▶ What is required
Select every line in the material below that contains the word "striped" and copy each of those lines.

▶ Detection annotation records

* * * *

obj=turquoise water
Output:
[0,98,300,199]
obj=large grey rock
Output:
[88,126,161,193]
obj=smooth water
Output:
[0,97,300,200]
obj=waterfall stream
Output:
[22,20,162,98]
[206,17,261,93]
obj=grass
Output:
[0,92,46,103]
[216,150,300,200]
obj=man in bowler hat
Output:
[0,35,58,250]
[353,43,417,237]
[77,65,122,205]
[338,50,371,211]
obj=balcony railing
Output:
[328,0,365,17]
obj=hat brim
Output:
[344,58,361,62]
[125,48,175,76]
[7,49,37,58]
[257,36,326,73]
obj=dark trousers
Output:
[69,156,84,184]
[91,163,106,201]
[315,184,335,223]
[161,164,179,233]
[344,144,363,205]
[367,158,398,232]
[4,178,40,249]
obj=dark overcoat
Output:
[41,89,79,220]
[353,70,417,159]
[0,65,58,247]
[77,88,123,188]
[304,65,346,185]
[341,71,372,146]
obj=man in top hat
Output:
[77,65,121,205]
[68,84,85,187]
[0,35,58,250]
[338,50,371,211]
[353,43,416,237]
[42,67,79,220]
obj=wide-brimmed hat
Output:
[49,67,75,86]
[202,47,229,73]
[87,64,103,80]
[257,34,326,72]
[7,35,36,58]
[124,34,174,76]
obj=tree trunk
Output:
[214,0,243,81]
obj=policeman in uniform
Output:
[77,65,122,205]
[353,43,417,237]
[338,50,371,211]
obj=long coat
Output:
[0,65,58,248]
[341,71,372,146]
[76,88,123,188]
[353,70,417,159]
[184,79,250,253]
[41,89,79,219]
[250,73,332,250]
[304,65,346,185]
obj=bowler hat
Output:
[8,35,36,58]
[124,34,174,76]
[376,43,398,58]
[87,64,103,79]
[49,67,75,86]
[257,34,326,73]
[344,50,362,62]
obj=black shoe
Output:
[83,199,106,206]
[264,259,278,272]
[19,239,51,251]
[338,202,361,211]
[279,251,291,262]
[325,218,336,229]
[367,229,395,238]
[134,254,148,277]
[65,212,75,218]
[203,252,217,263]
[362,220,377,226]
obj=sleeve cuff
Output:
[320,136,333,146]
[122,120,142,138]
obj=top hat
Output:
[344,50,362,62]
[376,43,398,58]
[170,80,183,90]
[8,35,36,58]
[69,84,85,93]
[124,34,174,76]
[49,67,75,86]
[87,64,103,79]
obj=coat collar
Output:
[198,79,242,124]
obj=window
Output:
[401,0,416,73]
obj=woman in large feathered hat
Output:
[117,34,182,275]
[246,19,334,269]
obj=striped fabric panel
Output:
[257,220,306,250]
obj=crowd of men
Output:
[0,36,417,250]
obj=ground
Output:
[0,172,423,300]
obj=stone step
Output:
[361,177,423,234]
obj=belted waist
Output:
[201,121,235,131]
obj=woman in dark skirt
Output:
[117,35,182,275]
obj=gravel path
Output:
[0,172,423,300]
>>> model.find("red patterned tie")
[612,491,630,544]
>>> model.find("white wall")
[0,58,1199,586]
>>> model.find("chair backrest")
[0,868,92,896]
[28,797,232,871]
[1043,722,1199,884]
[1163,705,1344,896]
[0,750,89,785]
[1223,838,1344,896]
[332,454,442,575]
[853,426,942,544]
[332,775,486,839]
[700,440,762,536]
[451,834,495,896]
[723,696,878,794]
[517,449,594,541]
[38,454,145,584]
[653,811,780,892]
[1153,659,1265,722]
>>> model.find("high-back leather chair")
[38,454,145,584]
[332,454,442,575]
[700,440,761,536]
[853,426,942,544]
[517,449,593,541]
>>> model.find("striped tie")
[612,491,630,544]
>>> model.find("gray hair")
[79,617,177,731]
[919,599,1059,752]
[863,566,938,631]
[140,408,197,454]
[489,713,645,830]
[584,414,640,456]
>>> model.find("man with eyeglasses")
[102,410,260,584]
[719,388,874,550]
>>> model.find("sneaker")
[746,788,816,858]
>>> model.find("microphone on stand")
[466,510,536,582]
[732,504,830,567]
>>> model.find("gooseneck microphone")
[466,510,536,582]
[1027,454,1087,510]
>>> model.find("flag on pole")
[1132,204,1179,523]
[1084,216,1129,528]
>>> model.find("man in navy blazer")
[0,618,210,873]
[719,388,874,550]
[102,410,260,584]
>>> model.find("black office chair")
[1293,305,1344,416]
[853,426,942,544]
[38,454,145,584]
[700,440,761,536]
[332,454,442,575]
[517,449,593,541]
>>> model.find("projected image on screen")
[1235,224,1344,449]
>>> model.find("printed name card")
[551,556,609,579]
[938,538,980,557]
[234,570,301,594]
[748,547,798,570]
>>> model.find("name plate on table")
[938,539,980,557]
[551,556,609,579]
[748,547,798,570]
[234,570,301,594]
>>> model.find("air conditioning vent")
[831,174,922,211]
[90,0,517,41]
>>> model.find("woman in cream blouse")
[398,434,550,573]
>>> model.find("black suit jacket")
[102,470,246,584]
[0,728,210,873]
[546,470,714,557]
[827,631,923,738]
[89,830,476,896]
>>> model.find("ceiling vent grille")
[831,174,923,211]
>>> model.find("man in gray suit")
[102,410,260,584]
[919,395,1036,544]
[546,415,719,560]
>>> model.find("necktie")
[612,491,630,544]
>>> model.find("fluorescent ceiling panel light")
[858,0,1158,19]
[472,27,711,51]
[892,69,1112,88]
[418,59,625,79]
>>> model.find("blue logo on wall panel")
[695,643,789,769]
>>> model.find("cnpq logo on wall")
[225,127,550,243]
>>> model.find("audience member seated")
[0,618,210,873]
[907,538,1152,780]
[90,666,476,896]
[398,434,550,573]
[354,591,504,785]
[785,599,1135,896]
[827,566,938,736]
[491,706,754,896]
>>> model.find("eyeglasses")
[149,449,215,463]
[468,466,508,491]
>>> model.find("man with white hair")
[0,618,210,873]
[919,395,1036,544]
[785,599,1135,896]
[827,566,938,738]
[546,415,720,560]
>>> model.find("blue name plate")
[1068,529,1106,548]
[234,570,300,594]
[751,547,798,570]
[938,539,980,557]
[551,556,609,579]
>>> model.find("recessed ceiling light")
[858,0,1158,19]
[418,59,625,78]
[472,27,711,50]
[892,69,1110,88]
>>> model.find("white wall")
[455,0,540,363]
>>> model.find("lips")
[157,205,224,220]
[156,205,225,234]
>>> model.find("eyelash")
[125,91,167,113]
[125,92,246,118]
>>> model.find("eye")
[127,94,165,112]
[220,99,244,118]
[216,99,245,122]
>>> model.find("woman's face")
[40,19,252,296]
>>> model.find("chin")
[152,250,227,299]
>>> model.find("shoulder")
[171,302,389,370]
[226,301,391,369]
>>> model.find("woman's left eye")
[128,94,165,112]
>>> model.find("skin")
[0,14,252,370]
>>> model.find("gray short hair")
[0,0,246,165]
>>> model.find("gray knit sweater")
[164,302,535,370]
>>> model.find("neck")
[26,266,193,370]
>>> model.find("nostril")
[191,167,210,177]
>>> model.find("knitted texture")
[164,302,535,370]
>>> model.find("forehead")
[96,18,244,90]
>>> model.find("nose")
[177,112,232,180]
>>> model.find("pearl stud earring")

* * * *

▶ The reply
obj=striped fabric panel
>>> model.find("striped tie")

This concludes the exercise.